=== Work item ===
Show all lines below holding the string "giving".

Saved entries
----------------

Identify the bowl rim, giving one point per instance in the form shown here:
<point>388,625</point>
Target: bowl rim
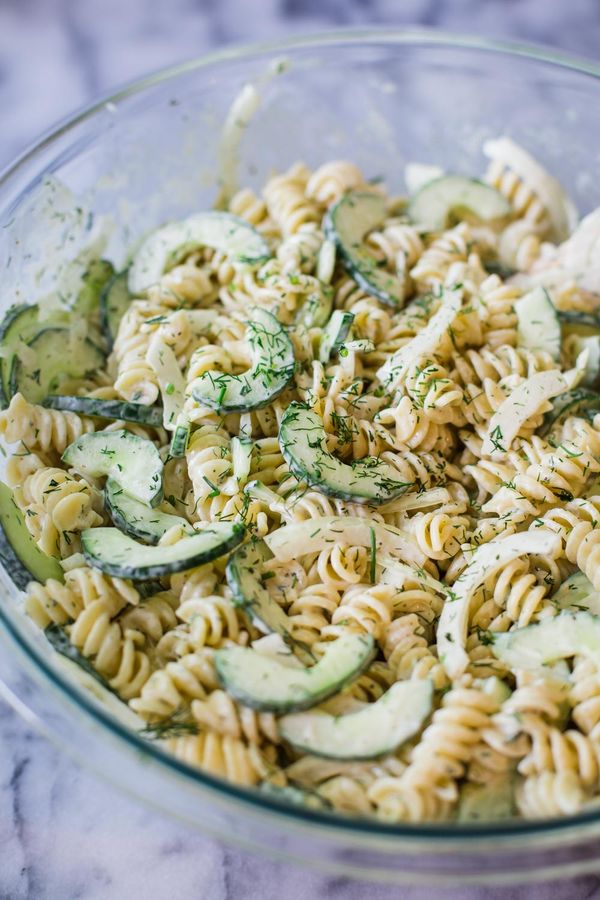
<point>444,836</point>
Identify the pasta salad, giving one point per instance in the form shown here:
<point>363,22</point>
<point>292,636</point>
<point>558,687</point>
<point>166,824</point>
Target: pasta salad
<point>312,486</point>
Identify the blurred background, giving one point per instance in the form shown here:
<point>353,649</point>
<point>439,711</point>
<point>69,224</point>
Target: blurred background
<point>56,55</point>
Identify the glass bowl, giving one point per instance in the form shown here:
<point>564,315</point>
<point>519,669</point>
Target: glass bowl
<point>153,151</point>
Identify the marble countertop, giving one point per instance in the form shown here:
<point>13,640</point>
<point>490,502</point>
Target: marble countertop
<point>63,834</point>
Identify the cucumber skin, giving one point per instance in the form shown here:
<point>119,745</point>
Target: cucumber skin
<point>300,471</point>
<point>298,704</point>
<point>11,559</point>
<point>135,530</point>
<point>179,442</point>
<point>147,573</point>
<point>126,411</point>
<point>117,282</point>
<point>57,637</point>
<point>6,365</point>
<point>18,371</point>
<point>77,454</point>
<point>354,269</point>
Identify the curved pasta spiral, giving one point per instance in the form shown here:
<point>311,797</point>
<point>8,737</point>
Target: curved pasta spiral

----------------

=== Result of this task ===
Identify the bowl rim, giving one point per instance in the form shown here:
Identify the pasta salad, giving one point per instance in the form shown here:
Identify the blurred background, giving one point per instance in the form shown here:
Identify the glass bowl, giving one point per instance in the form shown here:
Identify the marble countertop, giving one point per instance in the form shown here:
Identify the cucumber skin, giving one point per instance in the form shown here:
Identify the curved pasta spiral, giving one point per instance in the form shown here:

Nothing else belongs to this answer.